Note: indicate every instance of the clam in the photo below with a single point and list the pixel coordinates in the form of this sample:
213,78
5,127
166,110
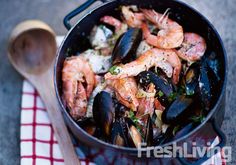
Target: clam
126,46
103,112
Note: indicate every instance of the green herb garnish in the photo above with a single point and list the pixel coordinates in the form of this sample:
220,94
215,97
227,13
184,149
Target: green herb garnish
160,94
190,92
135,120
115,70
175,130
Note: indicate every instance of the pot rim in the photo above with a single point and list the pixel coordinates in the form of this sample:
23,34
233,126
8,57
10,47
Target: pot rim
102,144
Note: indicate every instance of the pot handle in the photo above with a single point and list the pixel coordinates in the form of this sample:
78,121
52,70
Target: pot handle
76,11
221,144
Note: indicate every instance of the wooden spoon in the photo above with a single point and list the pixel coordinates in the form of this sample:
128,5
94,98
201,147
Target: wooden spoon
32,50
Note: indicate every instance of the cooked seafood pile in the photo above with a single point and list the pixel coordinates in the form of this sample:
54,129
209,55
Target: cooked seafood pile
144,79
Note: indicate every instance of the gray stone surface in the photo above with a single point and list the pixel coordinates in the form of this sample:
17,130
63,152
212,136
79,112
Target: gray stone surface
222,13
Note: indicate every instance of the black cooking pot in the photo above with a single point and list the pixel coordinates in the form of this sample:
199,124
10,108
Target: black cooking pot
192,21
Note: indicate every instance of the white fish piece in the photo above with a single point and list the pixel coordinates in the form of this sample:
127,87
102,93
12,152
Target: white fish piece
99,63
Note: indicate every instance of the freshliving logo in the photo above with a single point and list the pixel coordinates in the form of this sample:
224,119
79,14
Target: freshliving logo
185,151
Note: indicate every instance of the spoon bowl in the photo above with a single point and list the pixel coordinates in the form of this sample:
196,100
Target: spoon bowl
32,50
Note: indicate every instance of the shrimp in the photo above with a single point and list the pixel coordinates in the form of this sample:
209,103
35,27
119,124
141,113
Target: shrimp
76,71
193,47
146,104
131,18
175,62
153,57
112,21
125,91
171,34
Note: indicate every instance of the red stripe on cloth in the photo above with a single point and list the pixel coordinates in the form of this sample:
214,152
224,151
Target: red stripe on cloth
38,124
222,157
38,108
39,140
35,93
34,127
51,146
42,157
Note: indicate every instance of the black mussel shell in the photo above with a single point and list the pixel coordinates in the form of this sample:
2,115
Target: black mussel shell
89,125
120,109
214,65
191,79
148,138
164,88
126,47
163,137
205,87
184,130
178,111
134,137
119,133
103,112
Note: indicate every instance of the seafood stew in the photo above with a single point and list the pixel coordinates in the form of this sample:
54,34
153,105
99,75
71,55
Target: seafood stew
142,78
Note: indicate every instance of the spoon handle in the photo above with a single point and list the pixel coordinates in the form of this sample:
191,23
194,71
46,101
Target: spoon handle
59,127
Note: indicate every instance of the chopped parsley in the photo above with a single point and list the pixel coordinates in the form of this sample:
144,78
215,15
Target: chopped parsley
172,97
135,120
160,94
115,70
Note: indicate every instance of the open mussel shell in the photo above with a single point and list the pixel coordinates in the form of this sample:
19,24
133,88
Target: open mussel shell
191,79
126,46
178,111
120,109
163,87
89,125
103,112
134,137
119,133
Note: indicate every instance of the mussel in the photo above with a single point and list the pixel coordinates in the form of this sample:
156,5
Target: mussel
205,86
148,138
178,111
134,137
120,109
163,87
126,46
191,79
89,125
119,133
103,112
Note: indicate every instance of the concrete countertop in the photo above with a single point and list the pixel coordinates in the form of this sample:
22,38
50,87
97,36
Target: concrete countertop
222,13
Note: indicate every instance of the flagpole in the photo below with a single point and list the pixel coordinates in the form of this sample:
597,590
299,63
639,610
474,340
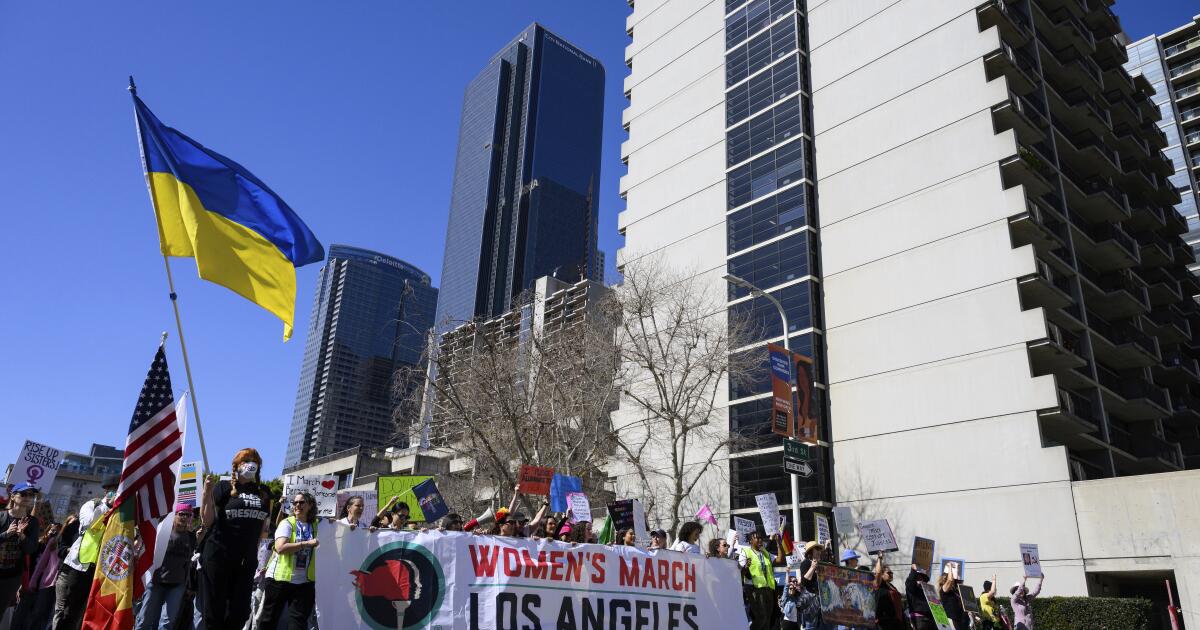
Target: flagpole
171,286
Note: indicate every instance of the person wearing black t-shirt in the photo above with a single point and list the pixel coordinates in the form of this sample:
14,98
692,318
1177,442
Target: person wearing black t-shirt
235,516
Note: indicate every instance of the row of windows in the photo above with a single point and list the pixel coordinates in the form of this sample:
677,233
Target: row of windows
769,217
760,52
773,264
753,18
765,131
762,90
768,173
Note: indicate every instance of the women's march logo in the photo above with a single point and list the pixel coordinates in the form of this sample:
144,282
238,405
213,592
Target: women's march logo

○ ○ ○ ○ ○

From the first record to the last, copy everything exactly except the pictures.

» **Response below**
Note: indicate every instance of the clam in the photo below with a single point and list the pixel coordinates in the form of this sample:
213,78
5,127
166,110
Target: clam
126,46
103,112
Note: indicate every instance of the green herb garnish in the photo above with a single point and list the pixel coordinates in the form of this sample:
220,94
215,97
227,13
184,149
Target: green herb garnish
160,94
190,92
135,120
115,70
175,130
Note: indicate every instance of the pot rim in the photo above with a single point and list the pixel coordinates in the form of this sample:
23,34
233,126
8,57
10,47
Target: pot rim
102,144
Note: indicate every instance of the pot handle in the photo above with a single point and list the pixel coordinates in the form of this sample:
78,121
52,70
Target: pot handle
76,11
221,144
Note: indicate every instance of the wooden spoon in the photo above with a single point and list the pixel coordinates in the form of this sample:
128,5
94,98
201,147
Target: wooden spoon
32,50
Note: indicate every instance of the cooked seafood pile in the photo above with a single point and list the pixel coordinates in the form of this sample:
54,129
209,55
Target: cooked seafood pile
144,79
Note: indicate every instance of the gray stone surface in the photo above with a single point and list the pixel coordinates in the form of this sample:
17,130
63,152
212,136
79,112
Target: gray stone surface
222,13
Note: indicate every instance of the black cooking pot in the photo above with a single point and list the pixel coordinates in the form of this sample:
199,124
10,108
Target: black cooking pot
192,21
Note: indicate every instance of the white fish piece in the photo above with a single point and list the pixel coordinates in the form of this sample:
127,87
102,93
12,152
Target: white fish piece
99,63
Note: indicate every instance of the freshliving logo in the photo above with a single point and list the pixel coordinates in the form of this sample:
224,119
79,14
Target: freshliving logo
185,151
Note: indicate every instance of the spoon bowl in the photo above with a single point and list the pixel coordinates in the form of this sample:
196,100
Target: spoon bowl
32,50
Note: indicate every instance of the shrimp in the photo above with a single point and list the pixel coordinates in the form of this sample:
209,103
35,27
119,124
141,113
Target: shrimp
76,71
193,47
146,104
131,18
175,62
153,57
112,21
125,91
171,34
Note: indicate every instance of the red stripe on cloth in the photo above with a single point and list the pixel coordinates in the form of this sample:
214,152
224,151
Target: red stripe on cloth
38,124
222,157
38,108
39,140
35,93
34,127
51,146
42,157
Note: indicate every instance of the black mussel shell in the photo above with a single point and list the pixel coordinates in the form of this sample:
2,115
Target: black mussel shell
89,125
120,109
214,65
191,79
148,138
164,88
126,47
163,137
205,87
184,130
178,111
134,137
119,133
103,112
Note: indicate every instance of the seafood stew in the photo above with a single point and list the pixel coordinates in the form of this sample:
54,34
153,105
99,75
71,55
Target: seafood stew
142,78
Note: indicate every instance of the spoon handle in the photo above with a single point and list the pixel coordinates in the form of this sample:
191,23
194,71
46,101
Target: spoon handle
59,127
Note: indicate every instance of the chopped parsley in the photo above with a single point and list the pixel coordinates in the form of this sample:
144,78
215,15
Target: chopped parsley
172,97
135,120
160,94
115,70
Note: indicate every instance of the open mussel shell in the photo above with a single point and list the pixel coordinates in the form of this sample:
19,24
133,88
Target: open mussel shell
191,79
126,46
178,111
120,109
163,87
89,125
103,112
134,137
119,133
Note: indicate every instance of the mussel in the photo above with a single point and list the pixel coordinates in the form of this sample:
156,5
Target: mussel
205,86
148,138
178,111
134,137
120,109
163,87
126,46
191,79
89,125
119,133
103,112
Note: indicate every instance of the concrete countertop in the photo above with a single point and list the pixel coordinates in the form of this sample:
22,38
50,87
97,36
Target: concrete countertop
222,13
Note: indicate every instance of the flagpole in the photo below with a single point and list the pixel coordinates in the form of this sample:
597,590
299,63
639,610
474,340
Target: flagpole
171,286
Note: indicate every instance of the person wearing black t-shirt in the photo above with a single point and list the pixel coordinates in the form of this sample:
14,98
692,318
1177,442
Target: person wearing black t-shirt
235,516
Note: indicate every instance of the row of windows in the photo above with a single point and list the pixel coordinates in the form of this sample:
677,233
Target: row of windows
769,217
760,52
773,264
753,18
765,131
762,90
768,173
Note: indicate every instance of the women's march logo in the photo above with a single point and list the pixel coordinates in the form of this sample:
144,282
238,405
213,592
Target: women's march logo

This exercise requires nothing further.